Written task 1: List every line in the records that contains the word "with". Case counts.

═══ Passage given

Chapter 2 An Overview of Statistical Learning

2.1 Conceptual Exercises

2.1.1 Exercise 1.

This exercise is about flexible and inflexible statistical learning methods. First, let’s recall what are the differences between these methods. The aim of statistical learning is to estimate a function \(f\) such that \(f\) is a link between the input \(X\) and the output \(Y\). A flexible model means that we do not assume a particular form for \(f\). So, an advantage of such models is to generally provide a better fit to the data (however, be careful with the overfitting) but the number of parameters to estimate is usually large. At the contrary, an inflexible model has less parameters but we have to prespecified a particular form for the data (for example linear), even if it poorly fits the data.

  • Question (a)

The case of sample size \(n\) extremely large and number of predictors \(p\) small is the ideal case in statistical learning. A flexible method should perform very well in this case. The flexible method will tend to reduce the bias and won’t be too sensitive to the noise thanks to the large size of the sample.

  • Question (b)

The case of sample size \(n\) small and number of predictors \(p\) very large refers to the high dimensional settings. An inflexible method should show better performance than a flexible one in this case. Here, the trade-off between bias and variance is very important. We allow some bias by using an inflexible model with the hope to reduce a lot the noise in the data.

  • Question (c)

In the case of highly non-linear relationship between predictors and reponse, a flexible model will perform better than an inflexible one. In case of inflexible model, we set a particular form for \(f\) and we usually can not specified a function for \(f\) if \(f\) is highly non-linear.

  • Question (d)

══════
═══ Material provided

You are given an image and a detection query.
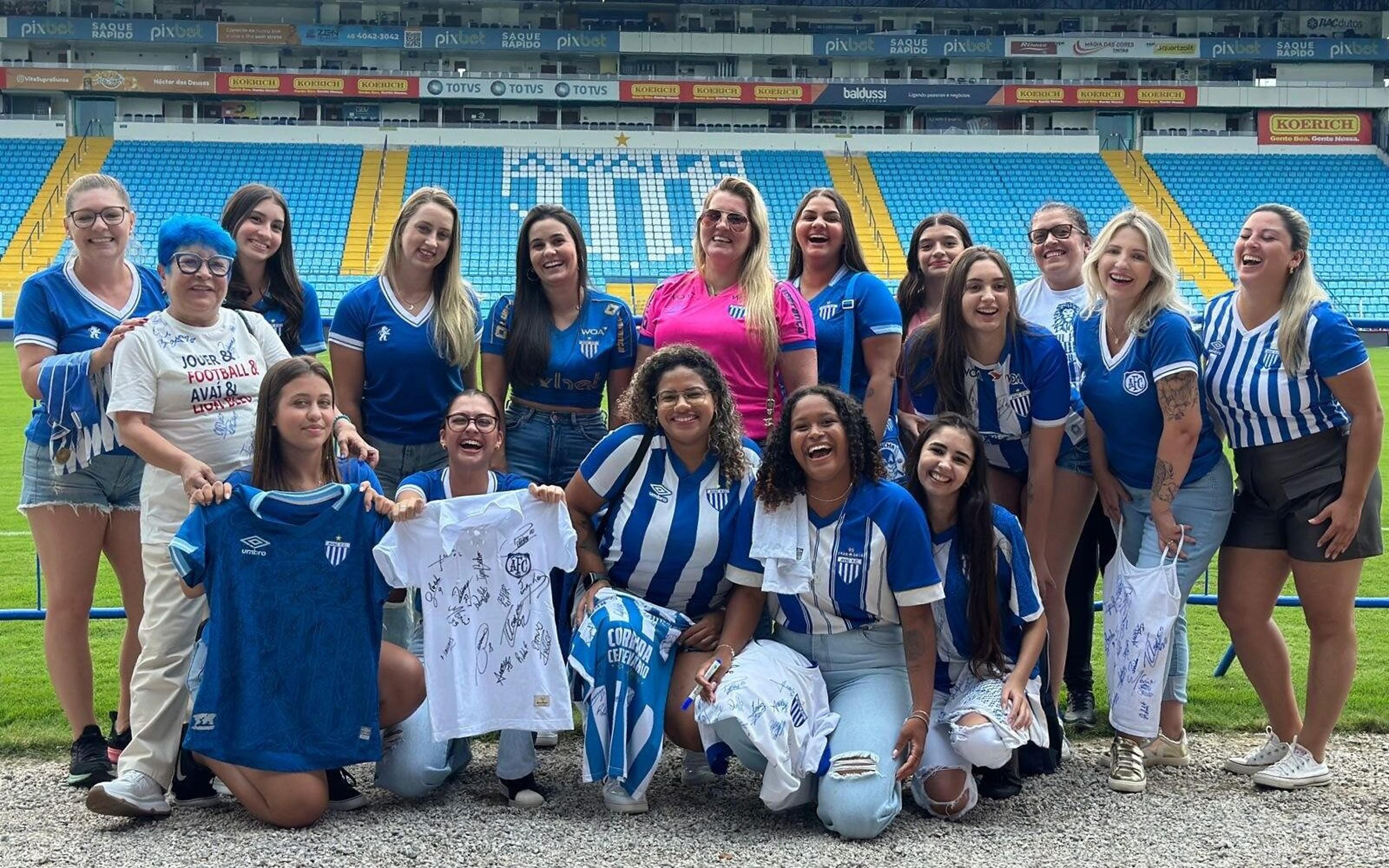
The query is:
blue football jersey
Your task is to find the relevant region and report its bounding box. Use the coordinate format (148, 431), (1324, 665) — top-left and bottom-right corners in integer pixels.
(169, 485), (390, 772)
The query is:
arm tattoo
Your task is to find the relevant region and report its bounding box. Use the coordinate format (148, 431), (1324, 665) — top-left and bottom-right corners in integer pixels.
(1157, 371), (1196, 422)
(1153, 458), (1181, 503)
(901, 628), (926, 663)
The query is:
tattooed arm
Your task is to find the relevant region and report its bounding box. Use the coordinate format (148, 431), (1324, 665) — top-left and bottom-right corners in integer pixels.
(1150, 371), (1202, 546)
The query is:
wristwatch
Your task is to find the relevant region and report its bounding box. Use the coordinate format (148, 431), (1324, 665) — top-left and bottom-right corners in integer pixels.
(579, 572), (612, 593)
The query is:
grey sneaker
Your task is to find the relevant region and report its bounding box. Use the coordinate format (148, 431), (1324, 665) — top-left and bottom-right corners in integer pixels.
(1225, 726), (1296, 775)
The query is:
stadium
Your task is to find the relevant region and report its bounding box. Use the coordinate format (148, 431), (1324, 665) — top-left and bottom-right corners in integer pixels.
(0, 0), (1389, 865)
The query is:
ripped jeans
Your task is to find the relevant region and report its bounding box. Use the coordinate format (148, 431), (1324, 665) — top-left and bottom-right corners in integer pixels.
(714, 625), (911, 839)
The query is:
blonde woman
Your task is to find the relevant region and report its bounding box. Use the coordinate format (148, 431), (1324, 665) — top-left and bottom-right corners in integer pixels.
(1075, 211), (1233, 793)
(636, 178), (817, 443)
(328, 187), (478, 497)
(1203, 204), (1384, 789)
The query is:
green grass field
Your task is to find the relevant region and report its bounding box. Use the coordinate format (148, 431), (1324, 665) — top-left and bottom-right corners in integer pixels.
(0, 343), (1389, 754)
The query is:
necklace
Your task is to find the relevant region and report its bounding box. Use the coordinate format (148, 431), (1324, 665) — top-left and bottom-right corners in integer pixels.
(806, 482), (854, 503)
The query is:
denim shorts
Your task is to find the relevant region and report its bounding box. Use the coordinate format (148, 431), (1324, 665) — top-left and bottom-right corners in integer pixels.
(20, 439), (144, 512)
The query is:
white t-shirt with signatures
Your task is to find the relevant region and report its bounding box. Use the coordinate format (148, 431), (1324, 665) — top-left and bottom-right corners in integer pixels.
(375, 492), (578, 740)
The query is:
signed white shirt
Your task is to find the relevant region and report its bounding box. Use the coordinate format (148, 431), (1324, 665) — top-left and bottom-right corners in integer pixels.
(375, 492), (578, 740)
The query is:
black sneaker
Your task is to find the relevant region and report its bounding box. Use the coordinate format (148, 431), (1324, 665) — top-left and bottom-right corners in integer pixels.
(169, 747), (222, 808)
(68, 724), (115, 786)
(106, 711), (131, 764)
(497, 772), (550, 808)
(324, 768), (371, 811)
(978, 751), (1022, 799)
(1061, 690), (1095, 732)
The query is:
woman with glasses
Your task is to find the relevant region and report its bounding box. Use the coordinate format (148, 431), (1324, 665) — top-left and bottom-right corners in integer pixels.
(14, 175), (164, 786)
(328, 187), (479, 500)
(565, 343), (759, 814)
(786, 187), (906, 482)
(1018, 201), (1114, 725)
(636, 178), (817, 442)
(377, 389), (564, 808)
(222, 183), (328, 356)
(482, 205), (636, 486)
(88, 215), (368, 817)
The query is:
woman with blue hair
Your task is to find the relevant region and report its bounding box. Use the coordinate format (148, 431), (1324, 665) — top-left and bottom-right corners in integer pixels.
(88, 215), (369, 817)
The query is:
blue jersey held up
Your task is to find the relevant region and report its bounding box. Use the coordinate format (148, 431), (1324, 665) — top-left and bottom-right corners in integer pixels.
(169, 485), (390, 772)
(1075, 310), (1221, 489)
(328, 276), (478, 446)
(482, 290), (636, 410)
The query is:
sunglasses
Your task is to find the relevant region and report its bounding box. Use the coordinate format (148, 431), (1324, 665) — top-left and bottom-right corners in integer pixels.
(699, 208), (747, 232)
(1028, 224), (1078, 244)
(172, 253), (232, 278)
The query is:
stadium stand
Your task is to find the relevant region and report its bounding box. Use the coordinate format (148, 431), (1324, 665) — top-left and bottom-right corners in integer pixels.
(1149, 154), (1389, 318)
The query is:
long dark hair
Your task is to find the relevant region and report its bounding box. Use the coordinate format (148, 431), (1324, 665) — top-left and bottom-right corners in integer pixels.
(222, 183), (308, 354)
(506, 205), (589, 385)
(786, 187), (868, 281)
(897, 211), (974, 326)
(618, 343), (749, 481)
(907, 412), (1007, 678)
(901, 246), (1028, 415)
(251, 356), (342, 492)
(757, 385), (888, 510)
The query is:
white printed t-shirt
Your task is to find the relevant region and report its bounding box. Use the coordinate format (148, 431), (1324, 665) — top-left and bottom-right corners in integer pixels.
(106, 308), (289, 546)
(374, 492), (578, 742)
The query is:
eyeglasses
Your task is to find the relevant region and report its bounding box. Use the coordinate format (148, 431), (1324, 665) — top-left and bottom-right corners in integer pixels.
(655, 386), (713, 407)
(445, 412), (497, 433)
(1028, 224), (1079, 244)
(68, 205), (129, 229)
(169, 252), (232, 278)
(699, 208), (747, 232)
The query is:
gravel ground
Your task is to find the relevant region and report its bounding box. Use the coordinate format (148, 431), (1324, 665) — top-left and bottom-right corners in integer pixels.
(0, 733), (1389, 868)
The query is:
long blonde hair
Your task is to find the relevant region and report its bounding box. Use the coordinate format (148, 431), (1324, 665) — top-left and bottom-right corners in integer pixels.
(1081, 208), (1192, 335)
(1245, 203), (1331, 374)
(377, 187), (478, 368)
(694, 175), (781, 368)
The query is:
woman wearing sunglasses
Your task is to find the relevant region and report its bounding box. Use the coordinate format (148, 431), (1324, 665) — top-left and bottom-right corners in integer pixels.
(14, 175), (164, 786)
(88, 215), (368, 817)
(636, 178), (817, 442)
(1018, 201), (1114, 728)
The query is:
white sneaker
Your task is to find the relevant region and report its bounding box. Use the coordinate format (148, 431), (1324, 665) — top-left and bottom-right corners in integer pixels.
(603, 780), (649, 814)
(681, 750), (721, 786)
(1225, 726), (1296, 775)
(88, 768), (169, 817)
(1254, 739), (1331, 790)
(535, 731), (560, 747)
(1143, 729), (1192, 768)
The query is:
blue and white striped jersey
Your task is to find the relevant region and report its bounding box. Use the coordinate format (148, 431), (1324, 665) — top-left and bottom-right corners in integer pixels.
(908, 326), (1082, 473)
(579, 425), (761, 620)
(728, 482), (944, 635)
(931, 504), (1042, 692)
(1202, 290), (1369, 448)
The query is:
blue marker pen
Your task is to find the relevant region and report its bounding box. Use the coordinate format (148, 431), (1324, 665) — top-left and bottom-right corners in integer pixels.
(681, 657), (724, 711)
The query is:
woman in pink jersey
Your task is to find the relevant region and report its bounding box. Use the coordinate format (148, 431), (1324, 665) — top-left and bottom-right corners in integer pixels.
(636, 178), (817, 442)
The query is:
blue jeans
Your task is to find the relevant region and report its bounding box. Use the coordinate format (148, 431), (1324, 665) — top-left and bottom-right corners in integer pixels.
(377, 622), (535, 799)
(1120, 456), (1235, 703)
(506, 401), (607, 488)
(714, 625), (911, 839)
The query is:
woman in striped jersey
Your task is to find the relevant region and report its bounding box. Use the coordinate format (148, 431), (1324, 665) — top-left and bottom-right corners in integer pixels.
(565, 343), (760, 814)
(1203, 204), (1384, 789)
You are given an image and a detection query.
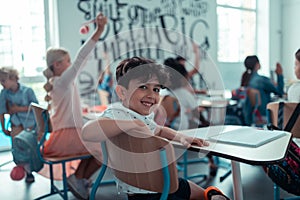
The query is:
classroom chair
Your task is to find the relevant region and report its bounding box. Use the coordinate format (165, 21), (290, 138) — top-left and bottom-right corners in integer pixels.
(155, 95), (207, 180)
(247, 88), (266, 127)
(90, 133), (178, 200)
(31, 103), (91, 200)
(267, 102), (300, 200)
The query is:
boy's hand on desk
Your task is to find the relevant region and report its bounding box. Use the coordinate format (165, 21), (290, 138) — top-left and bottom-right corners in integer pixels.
(180, 135), (209, 148)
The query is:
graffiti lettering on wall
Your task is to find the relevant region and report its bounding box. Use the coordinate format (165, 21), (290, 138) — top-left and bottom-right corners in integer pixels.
(77, 0), (210, 101)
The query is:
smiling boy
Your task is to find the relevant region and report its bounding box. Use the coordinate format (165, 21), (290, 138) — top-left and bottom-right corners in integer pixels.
(82, 57), (230, 200)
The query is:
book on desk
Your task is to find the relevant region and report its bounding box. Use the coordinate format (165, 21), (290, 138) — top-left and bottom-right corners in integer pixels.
(207, 127), (286, 147)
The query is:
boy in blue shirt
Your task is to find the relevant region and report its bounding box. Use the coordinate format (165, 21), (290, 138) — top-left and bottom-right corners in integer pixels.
(0, 67), (38, 183)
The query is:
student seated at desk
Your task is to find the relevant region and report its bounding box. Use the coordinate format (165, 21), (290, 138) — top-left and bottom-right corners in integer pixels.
(161, 58), (209, 130)
(287, 49), (300, 103)
(0, 67), (38, 183)
(82, 57), (228, 200)
(42, 13), (107, 199)
(241, 55), (284, 125)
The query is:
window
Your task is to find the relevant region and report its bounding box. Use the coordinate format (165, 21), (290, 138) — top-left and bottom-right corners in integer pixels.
(0, 0), (46, 77)
(217, 0), (256, 62)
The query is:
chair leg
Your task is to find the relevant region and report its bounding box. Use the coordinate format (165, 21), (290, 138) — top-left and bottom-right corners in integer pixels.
(62, 162), (68, 200)
(177, 151), (207, 182)
(273, 183), (280, 200)
(90, 164), (107, 200)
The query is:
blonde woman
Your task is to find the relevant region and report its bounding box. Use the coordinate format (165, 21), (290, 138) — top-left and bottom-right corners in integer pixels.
(44, 13), (107, 199)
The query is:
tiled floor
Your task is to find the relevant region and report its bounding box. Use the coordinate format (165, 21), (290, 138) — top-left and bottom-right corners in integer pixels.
(0, 149), (298, 200)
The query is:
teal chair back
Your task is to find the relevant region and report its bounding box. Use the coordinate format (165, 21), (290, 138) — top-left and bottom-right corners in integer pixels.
(90, 133), (178, 200)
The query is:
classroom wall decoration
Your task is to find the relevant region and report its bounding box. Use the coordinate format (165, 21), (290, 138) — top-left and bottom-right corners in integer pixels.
(68, 0), (222, 103)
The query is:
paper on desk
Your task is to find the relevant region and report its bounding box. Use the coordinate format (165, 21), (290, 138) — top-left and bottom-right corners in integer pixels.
(207, 127), (285, 147)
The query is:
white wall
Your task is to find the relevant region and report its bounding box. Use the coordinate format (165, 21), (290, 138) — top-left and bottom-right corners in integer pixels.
(45, 0), (300, 94)
(282, 0), (300, 82)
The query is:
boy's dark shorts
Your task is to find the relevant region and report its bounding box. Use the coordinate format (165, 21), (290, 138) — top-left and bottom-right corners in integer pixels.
(128, 178), (191, 200)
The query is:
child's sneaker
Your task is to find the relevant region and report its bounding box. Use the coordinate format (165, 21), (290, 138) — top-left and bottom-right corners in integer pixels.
(25, 173), (34, 183)
(204, 186), (229, 200)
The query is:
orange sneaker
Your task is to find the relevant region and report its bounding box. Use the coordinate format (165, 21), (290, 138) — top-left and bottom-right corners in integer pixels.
(204, 186), (229, 200)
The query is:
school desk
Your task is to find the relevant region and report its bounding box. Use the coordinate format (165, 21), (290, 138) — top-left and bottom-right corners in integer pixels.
(172, 125), (292, 200)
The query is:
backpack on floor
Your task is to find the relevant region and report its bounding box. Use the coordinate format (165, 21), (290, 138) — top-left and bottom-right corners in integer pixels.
(12, 130), (43, 172)
(266, 102), (300, 195)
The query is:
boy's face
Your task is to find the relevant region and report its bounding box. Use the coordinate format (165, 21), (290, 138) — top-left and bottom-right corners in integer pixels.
(295, 59), (300, 79)
(54, 54), (71, 76)
(119, 77), (161, 115)
(0, 78), (16, 90)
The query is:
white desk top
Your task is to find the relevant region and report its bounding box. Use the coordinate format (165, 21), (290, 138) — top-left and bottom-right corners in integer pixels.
(172, 125), (292, 164)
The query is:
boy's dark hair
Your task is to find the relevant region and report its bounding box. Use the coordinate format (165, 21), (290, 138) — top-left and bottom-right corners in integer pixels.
(244, 55), (259, 71)
(176, 56), (186, 61)
(116, 57), (169, 88)
(241, 55), (259, 87)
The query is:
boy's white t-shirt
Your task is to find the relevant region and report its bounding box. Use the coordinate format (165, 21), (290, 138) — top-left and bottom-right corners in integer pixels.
(288, 81), (300, 103)
(100, 102), (157, 194)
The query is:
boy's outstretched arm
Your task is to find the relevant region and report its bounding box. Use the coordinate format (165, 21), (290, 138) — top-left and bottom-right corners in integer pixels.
(92, 13), (107, 42)
(81, 118), (151, 142)
(156, 127), (209, 148)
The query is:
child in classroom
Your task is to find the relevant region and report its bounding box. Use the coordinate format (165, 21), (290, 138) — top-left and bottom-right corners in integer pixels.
(43, 13), (107, 199)
(82, 57), (229, 200)
(0, 67), (38, 183)
(287, 49), (300, 103)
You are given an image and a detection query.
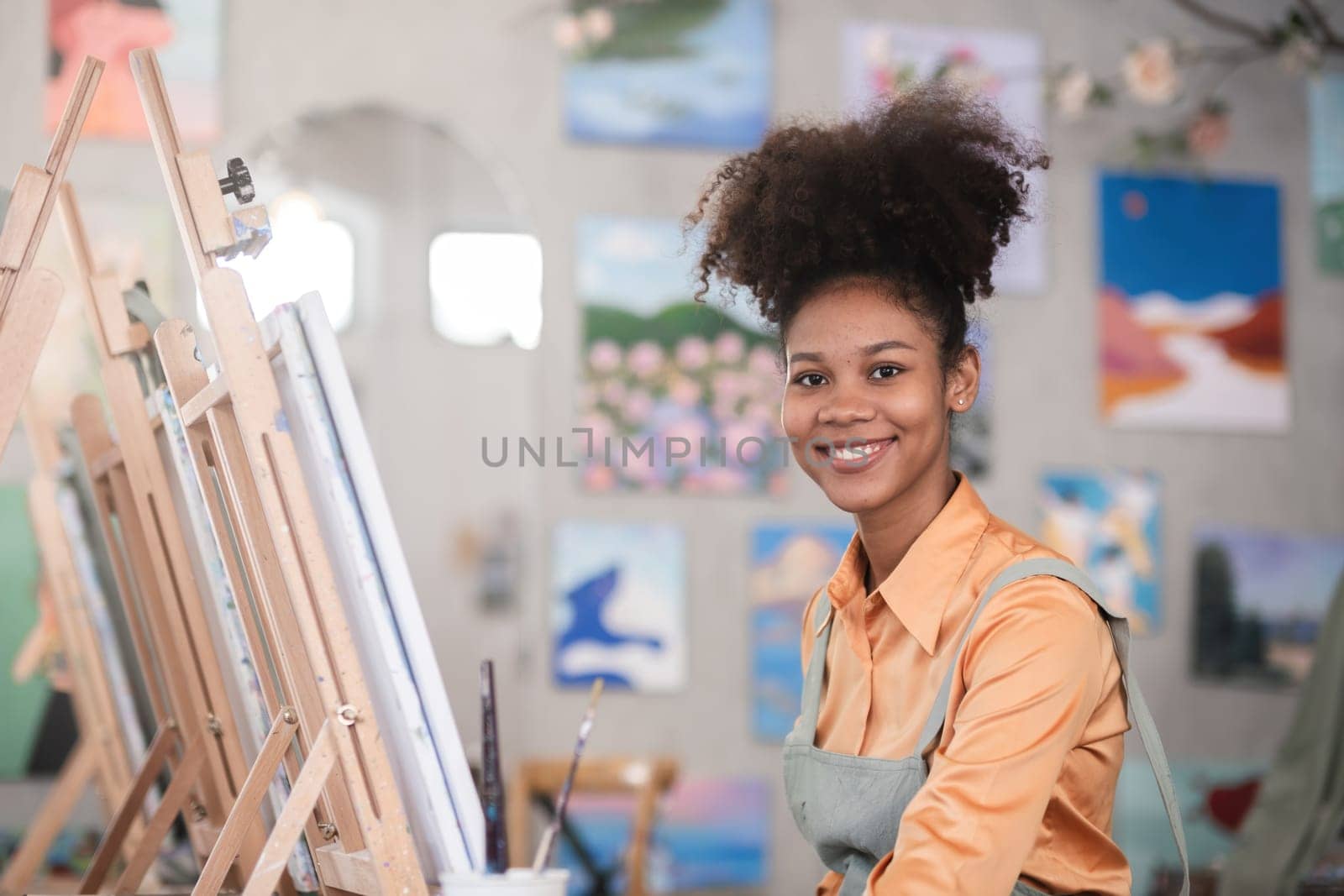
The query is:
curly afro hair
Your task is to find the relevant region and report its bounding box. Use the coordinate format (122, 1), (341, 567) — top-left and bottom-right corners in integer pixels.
(684, 81), (1050, 368)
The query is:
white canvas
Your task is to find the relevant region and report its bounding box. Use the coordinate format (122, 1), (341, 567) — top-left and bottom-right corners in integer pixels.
(262, 293), (486, 876)
(150, 387), (318, 892)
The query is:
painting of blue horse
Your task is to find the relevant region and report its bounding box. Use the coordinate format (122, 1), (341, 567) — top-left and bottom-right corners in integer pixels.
(551, 520), (687, 692)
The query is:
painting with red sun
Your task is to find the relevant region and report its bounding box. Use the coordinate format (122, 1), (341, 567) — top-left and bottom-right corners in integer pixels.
(1098, 172), (1289, 432)
(43, 0), (222, 144)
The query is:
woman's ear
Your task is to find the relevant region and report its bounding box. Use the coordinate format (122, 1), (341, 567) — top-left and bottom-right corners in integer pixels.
(946, 345), (979, 414)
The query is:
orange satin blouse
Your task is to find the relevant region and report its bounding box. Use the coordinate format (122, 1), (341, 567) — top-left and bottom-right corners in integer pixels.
(802, 474), (1131, 896)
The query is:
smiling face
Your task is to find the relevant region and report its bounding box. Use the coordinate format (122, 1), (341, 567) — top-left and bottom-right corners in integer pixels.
(782, 280), (979, 515)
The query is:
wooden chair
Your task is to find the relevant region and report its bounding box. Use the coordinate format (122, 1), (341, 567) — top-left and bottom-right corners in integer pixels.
(506, 757), (679, 896)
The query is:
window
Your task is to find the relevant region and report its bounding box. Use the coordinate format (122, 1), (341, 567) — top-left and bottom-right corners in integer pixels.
(197, 191), (354, 333)
(428, 233), (542, 348)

══════

Written task 2: In the statistical learning exercise above, under "Question (a)", why should a flexible method perform very well when the sample size is extremely large and the number of predictors is small? Answer in one to three sentences.

Final answer 1:
white t-shirt with signatures
woman with glasses
woman with blue hair
painting with red sun

Final answer 2: A flexible method tends to reduce the bias. Because the sample is so large, it also won't be too sensitive to the noise.